### EXCERPTED PASSAGE
Identity Theft Catch Me If You Can wasn't just a hit at the movies this winter. It's also the modus operandi of a growing band of street criminals and their hacker allies who trade in consumer credit card information, Social Security numbers and other confidential data that are stored inside organizations and wash across millions of Web sites every day.

The Tennessee Senate recently passed a bill that is designed to help protect veterans from identity theft by removing Social Security numbers from courthouse public records. Identity theft is reaching alarming proportions and needs to be taken seriously by all organizations - before it happens.

As most other types of crime are declining, identity theft is booming. It doubled to roughly 162,000 cases last year and is now the leading consumer fraud, according to the Federal Trade Commission. As many as 700,000 consumers may be victims of identity theft this year, costing each person an average of $1,000.

There are several key causes. More consumer and commercial data are online to meet the requirements of on-demand business. Automating business cuts costs, speeds service and allows organizations to reach customers, suppliers and partners more easily.

We're not going to scrap the Internet because of identity theft. But we do need to get much more serious about managing identity theft.

Too many organizations are still in the dark ages compared to the thieves they are up against. Today's identity thieves, who often have inside experience, are outsmarting us at nearly every turn. Who is more likely to be successful: a full-time hacker searching for a security hole into a company's systems, applications and data, or a developer with a thousand other things to do than plug every conceivable hole?

### WORK TO DO
Which agency does the identity theft passage cite for the figure of roughly 162,000 cases last year?

### Coordinate labeling data
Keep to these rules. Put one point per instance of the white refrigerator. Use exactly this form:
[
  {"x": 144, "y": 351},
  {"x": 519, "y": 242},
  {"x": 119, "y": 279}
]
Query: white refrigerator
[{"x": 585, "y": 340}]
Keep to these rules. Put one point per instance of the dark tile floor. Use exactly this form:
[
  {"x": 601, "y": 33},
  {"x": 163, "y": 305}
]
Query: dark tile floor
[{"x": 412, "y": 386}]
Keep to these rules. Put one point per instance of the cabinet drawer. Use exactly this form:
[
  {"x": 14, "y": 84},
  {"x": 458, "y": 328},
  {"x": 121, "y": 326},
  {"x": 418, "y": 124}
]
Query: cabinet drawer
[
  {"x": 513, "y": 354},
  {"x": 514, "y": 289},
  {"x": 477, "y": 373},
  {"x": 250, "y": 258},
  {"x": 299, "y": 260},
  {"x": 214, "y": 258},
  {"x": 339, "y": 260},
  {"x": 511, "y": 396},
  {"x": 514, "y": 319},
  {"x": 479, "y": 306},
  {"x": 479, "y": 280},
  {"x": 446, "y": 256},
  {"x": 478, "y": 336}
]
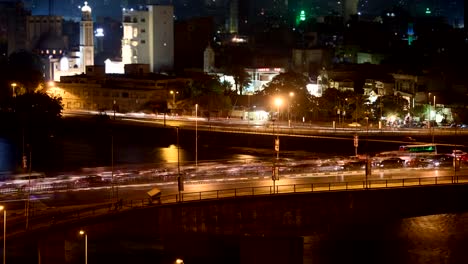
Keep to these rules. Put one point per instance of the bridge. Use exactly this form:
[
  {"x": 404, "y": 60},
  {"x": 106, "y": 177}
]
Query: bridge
[{"x": 208, "y": 223}]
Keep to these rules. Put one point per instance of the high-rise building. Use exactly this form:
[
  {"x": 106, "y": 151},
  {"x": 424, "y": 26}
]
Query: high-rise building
[
  {"x": 148, "y": 37},
  {"x": 13, "y": 18},
  {"x": 350, "y": 8},
  {"x": 86, "y": 37},
  {"x": 234, "y": 16}
]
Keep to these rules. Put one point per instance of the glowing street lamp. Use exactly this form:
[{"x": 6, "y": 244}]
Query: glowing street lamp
[
  {"x": 83, "y": 233},
  {"x": 13, "y": 88},
  {"x": 173, "y": 96},
  {"x": 196, "y": 135},
  {"x": 278, "y": 103},
  {"x": 291, "y": 95},
  {"x": 2, "y": 208}
]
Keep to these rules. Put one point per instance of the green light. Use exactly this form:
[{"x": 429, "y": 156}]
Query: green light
[{"x": 302, "y": 15}]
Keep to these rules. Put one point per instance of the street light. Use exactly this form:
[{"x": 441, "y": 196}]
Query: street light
[
  {"x": 291, "y": 95},
  {"x": 83, "y": 233},
  {"x": 13, "y": 88},
  {"x": 173, "y": 96},
  {"x": 196, "y": 136},
  {"x": 278, "y": 103},
  {"x": 2, "y": 208}
]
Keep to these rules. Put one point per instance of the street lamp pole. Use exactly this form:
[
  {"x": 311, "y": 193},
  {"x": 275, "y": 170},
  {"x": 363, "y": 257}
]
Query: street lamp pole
[
  {"x": 435, "y": 117},
  {"x": 2, "y": 208},
  {"x": 86, "y": 245},
  {"x": 13, "y": 88},
  {"x": 291, "y": 95},
  {"x": 196, "y": 136},
  {"x": 180, "y": 181}
]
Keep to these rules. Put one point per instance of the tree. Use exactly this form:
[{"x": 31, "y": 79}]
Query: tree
[
  {"x": 301, "y": 102},
  {"x": 241, "y": 78},
  {"x": 391, "y": 105}
]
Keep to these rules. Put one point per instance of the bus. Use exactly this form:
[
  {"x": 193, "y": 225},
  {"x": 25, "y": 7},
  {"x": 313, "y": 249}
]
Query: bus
[{"x": 407, "y": 153}]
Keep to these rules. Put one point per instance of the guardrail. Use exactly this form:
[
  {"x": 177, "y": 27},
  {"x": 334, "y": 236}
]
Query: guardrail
[
  {"x": 313, "y": 187},
  {"x": 47, "y": 218}
]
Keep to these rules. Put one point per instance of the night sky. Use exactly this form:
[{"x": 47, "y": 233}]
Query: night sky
[{"x": 452, "y": 9}]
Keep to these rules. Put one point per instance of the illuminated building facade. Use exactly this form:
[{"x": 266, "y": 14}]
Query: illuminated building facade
[{"x": 129, "y": 92}]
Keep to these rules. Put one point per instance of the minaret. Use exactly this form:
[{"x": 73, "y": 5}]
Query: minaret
[
  {"x": 233, "y": 16},
  {"x": 86, "y": 37},
  {"x": 208, "y": 59},
  {"x": 349, "y": 9}
]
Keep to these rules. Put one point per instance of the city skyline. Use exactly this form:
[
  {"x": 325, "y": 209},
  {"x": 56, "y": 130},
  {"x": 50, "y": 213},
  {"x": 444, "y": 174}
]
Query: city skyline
[{"x": 453, "y": 10}]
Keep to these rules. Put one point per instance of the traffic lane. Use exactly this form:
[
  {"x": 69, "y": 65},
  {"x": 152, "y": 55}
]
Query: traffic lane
[{"x": 138, "y": 192}]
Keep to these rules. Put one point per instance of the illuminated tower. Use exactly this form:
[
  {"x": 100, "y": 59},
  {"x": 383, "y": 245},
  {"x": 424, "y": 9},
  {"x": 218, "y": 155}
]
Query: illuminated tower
[
  {"x": 349, "y": 8},
  {"x": 86, "y": 37},
  {"x": 234, "y": 16}
]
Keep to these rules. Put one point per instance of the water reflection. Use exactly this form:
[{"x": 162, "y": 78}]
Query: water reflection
[
  {"x": 416, "y": 240},
  {"x": 5, "y": 155}
]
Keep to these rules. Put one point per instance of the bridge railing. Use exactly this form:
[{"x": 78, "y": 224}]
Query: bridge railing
[
  {"x": 47, "y": 218},
  {"x": 312, "y": 187}
]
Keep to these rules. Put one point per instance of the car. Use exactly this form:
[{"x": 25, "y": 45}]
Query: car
[
  {"x": 392, "y": 163},
  {"x": 355, "y": 165},
  {"x": 90, "y": 181}
]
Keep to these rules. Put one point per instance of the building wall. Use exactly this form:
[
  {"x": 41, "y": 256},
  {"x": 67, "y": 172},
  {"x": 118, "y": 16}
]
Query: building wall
[
  {"x": 96, "y": 91},
  {"x": 162, "y": 38},
  {"x": 13, "y": 31},
  {"x": 37, "y": 26}
]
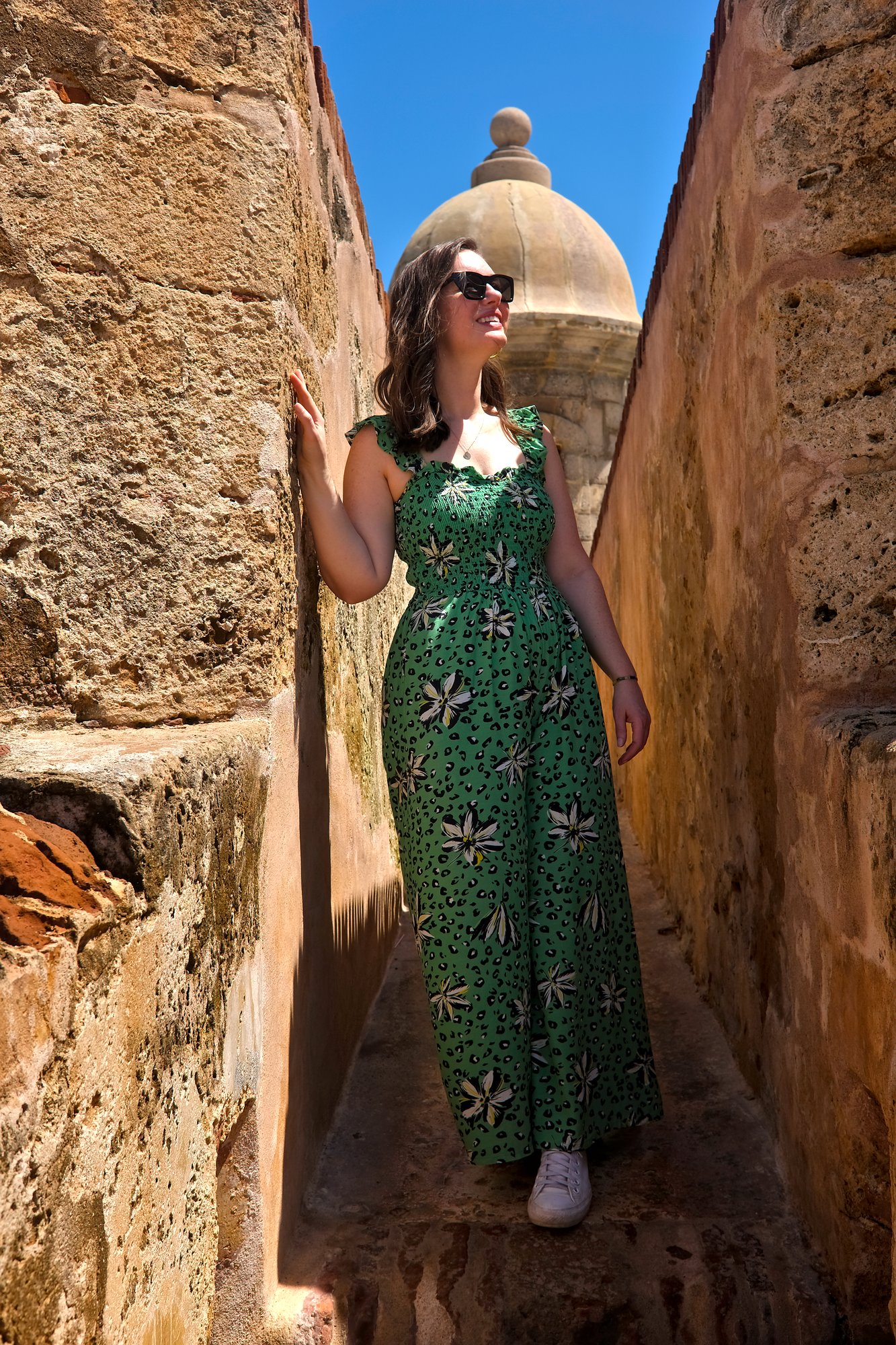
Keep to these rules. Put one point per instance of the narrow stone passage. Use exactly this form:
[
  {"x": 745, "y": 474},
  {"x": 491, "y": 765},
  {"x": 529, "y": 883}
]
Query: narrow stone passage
[{"x": 690, "y": 1238}]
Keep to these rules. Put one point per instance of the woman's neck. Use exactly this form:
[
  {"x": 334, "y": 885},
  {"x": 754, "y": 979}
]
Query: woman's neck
[{"x": 459, "y": 391}]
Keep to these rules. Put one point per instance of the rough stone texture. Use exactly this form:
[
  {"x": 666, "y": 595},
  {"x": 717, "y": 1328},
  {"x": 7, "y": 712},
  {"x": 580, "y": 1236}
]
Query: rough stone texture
[
  {"x": 179, "y": 228},
  {"x": 579, "y": 383},
  {"x": 119, "y": 1051},
  {"x": 689, "y": 1238},
  {"x": 171, "y": 244},
  {"x": 747, "y": 547}
]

### EXPECTED ANSWER
The Federal Trade Commission